◆ Aim a
Set down the part of the passage on the review method from "Word search Emerald" to "authors' own work.", word for word.

++++++++++++++++++++

For conducting the review and reporting the findings, the PRISMA 2020 guideline for reporting systematic review was adopted (Page et al., 2021). PRISMA 2020 provides a step-by-step procedure and is divided into different stages, such as identification, screening, and inclusion, making it easier to gather resources. The initial phase involved searching and identifying resources using keyword searches across bibliographic databases including Springer, Emerald, SAGE, and DOAJ. Table 1 presents an overview of and the corresponding number of articles retrieved. Theses, deemed foundational for the paper, were also considered. A preliminary pool of 4,805 research articles was compiled, inclusive of keywords specified in Table 1, such as "Meme," "Meme theory," "Memetics," and "Meme marketing." Only open-accessed and peer-reviewed papers within the timeframe spanning from the 1960s to 2023 were included.

Table 1

Word search results on different databases

Word search Emerald Springer DOAJ SAGE
Meme 1000 781 614 335
"Meme" + " theory" 20 781 35 7
memetics 0 2 0 3
"Meme" + "marketing" 850 369 6 2

Source: authors' own work.

++++++++++++++++++++

◆ Aim b
Extract the image location labeling entries below line for line, unchanged, and leave the pictures out.

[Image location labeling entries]
++++++++++++++++++++

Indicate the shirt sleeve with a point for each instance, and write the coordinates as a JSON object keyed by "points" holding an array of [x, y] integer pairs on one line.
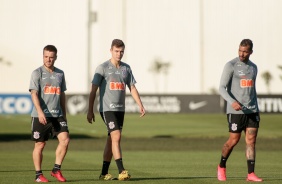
{"points": [[225, 82], [63, 85]]}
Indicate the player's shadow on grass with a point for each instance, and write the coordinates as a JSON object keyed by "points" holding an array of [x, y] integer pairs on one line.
{"points": [[201, 177], [21, 137], [172, 178]]}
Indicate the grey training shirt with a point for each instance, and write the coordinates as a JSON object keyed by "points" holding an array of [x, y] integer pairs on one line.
{"points": [[237, 83], [49, 87], [112, 83]]}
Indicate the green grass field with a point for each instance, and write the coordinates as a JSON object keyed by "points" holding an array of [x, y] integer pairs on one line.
{"points": [[159, 148]]}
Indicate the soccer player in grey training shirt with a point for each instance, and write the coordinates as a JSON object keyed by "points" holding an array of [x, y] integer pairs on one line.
{"points": [[112, 77], [47, 87], [238, 88]]}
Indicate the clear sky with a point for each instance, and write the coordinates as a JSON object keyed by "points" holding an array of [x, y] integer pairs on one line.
{"points": [[197, 37]]}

++++++++++++++++++++

◆ Written response a
Word search Emerald Springer DOAJ SAGE
Meme 1000 781 614 335
"Meme" + " theory" 20 781 35 7
memetics 0 2 0 3
"Meme" + "marketing" 850 369 6 2

Source: authors' own work.

◆ Written response b
Indicate the shirt sleeve with a point for each instance, and write the coordinates as a JSON object keyed by "points" holding an array of [x, y] integer pairs on one line.
{"points": [[225, 82], [63, 85]]}
Indicate the player's shadow on grass with a point for each instance, and write the coordinates as a JSON object keyed by "points" holding an array of [x, y] integer pairs on one line.
{"points": [[201, 177], [21, 137], [172, 178]]}
Indicate the grey training shirt with a point for each instance, and write the coordinates as a JSON object keyed by "points" holding an array of [x, y] integer pairs on one line.
{"points": [[237, 83], [49, 87], [112, 83]]}
Indicate the green grass field with a point for each instance, and write the coordinates as a JSON object keyed by "points" holding an array of [x, y] integer pairs on one line.
{"points": [[159, 148]]}
Indicate the soccer player in grey training shirt with a point for each instance, and write the coordinates as a JSON object keyed by "points" holding an array of [x, y] integer pairs on one line.
{"points": [[112, 77], [47, 87], [238, 88]]}
Indicate the clear sky with a point for each instance, and write the coordinates as a JSON object keyed by "points" holding an array of [x, y] integer pairs on one line.
{"points": [[197, 37]]}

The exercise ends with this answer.